Task instructions: Transcribe the passage below on the Thought Pictures counting signals word for word, keeping its punctuation and spelling unchanged.

Text extract:
((

These are the most natural type of signals obtainable, they do not indicate any particular cue, what is done or said, does not influence the various cues but when this action takes place indicates the code number, the code number is designated by the number of counts that takes place between the start and stop signal. The signals used in this system make Thought Pictures a thing indetectable, to the casual observer nothing unusual is noticeable as nothing out of the ordinary takes place. All movements are natural and absolute necessary to carry on the demonstration. Furthermore, it is not necessary for the assistant to employ the same signal, this is a tremendous advantage with this system. Such signals as are made by motions and positions of hands and body are seen by those anxious to detect while with practice this way is absolutely foolproof. Before the demonstration can be started, a picture must first be transmitted to assistant. Consequently he always knows one or two in advance that he is planning on coding. The medium faces the audience with fake blindfold made of thin material, or not blindfolded, placing the back of her hand against her eyes, and in such a position that she can peek through her fingers and ascertain the assistant's movements in audience. When the medium places her hand over eyes that is the signal for both to start counting. The assistant knowing the number of course to be reached. Assuming the number to be 14 as the medium started to count, the assistant lets same run until fourteen has been reached, and then stops the count. This is accomplished in any number of ways. While the counting is in progress, assistant should not move, to stop count, he merely turns slightly, walks away, hand drawing back, turn slightly, motion spectator to be seated, or have spectator repeat request, and the natural movement is sufficient to denote stop counting.

))

Source data:
((

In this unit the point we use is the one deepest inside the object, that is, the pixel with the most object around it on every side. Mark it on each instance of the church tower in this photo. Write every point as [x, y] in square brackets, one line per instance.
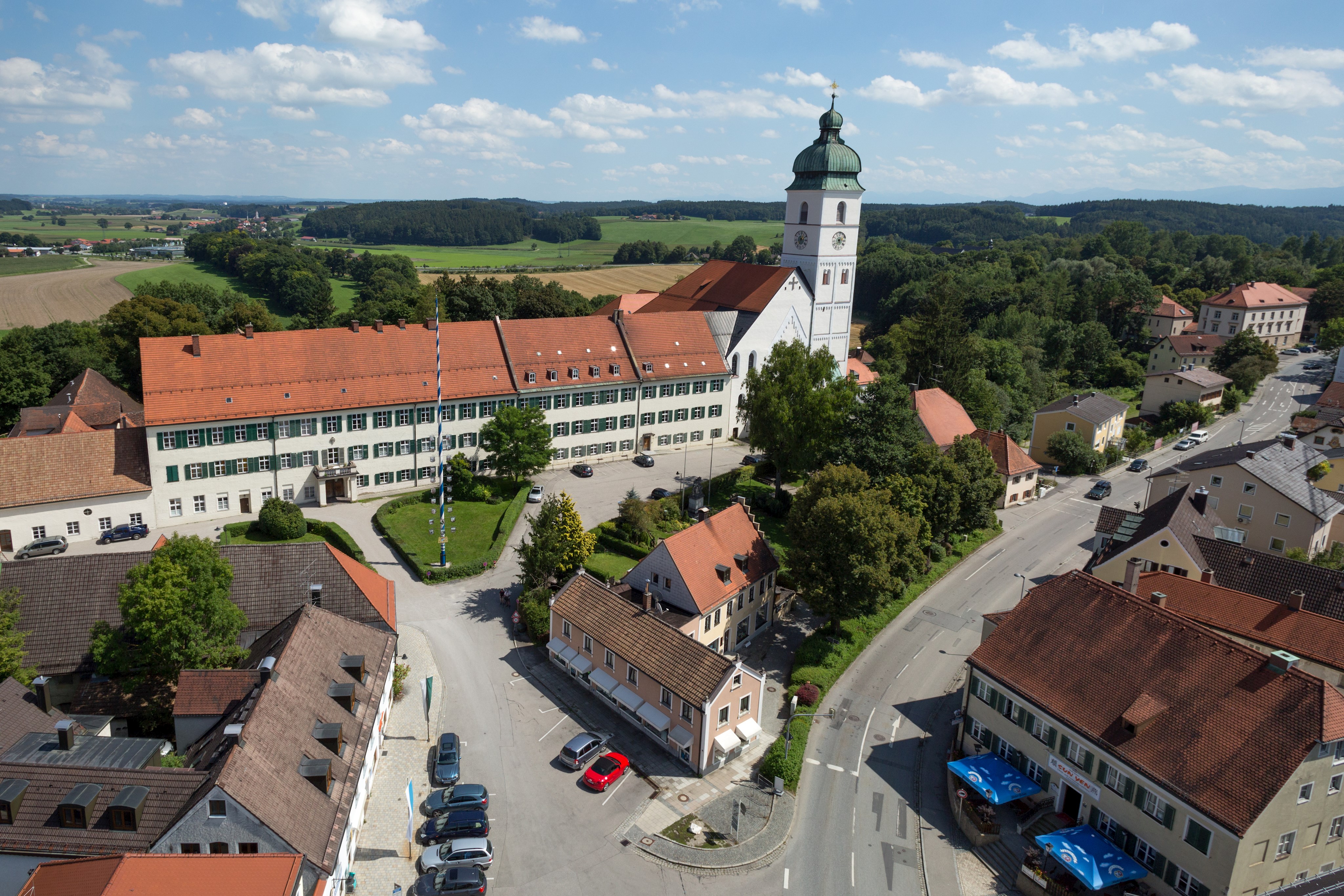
[822, 232]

))

Correct answer:
These are the most natural type of signals obtainable, they do not indicate any particular cue, what is done or said, does not influence the various cues but when this action takes place indicates the code number, the code number is designated by the number of counts that takes place between the start and stop signal. The signals used in this system make Thought Pictures a thing indetectable, to the casual observer nothing unusual is noticeable as nothing out of the ordinary takes place. All movements are natural and absolute necessary to carry on the demonstration. Furthermore, it is not necessary for the assistant to employ the same signal, this is a tremendous advantage with this system. Such signals as are made by motions and positions of hands and body are seen by those anxious to detect while with practice this way is absolutely foolproof. Before the demonstration can be started, a picture must first be transmitted to assistant. Consequently he always knows one or two in advance that he is planning on coding. The medium faces the audience with fake blindfold made of thin material, or not blindfolded, placing the back of her hand against her eyes, and in such a position that she can peek through her fingers and ascertain the assistant's movements in audience. When the medium places her hand over eyes that is the signal for both to start counting. The assistant knowing the number of course to be reached. Assuming the number to be 14 as the medium started to count, the assistant lets same run until fourteen has been reached, and then stops the count. This is accomplished in any number of ways. While the counting is in progress, assistant should not move, to stop count, he merely turns slightly, walks away, hand drawing back, turn slightly, motion spectator to be seated, or have spectator repeat request, and the natural movement is sufficient to denote stop counting.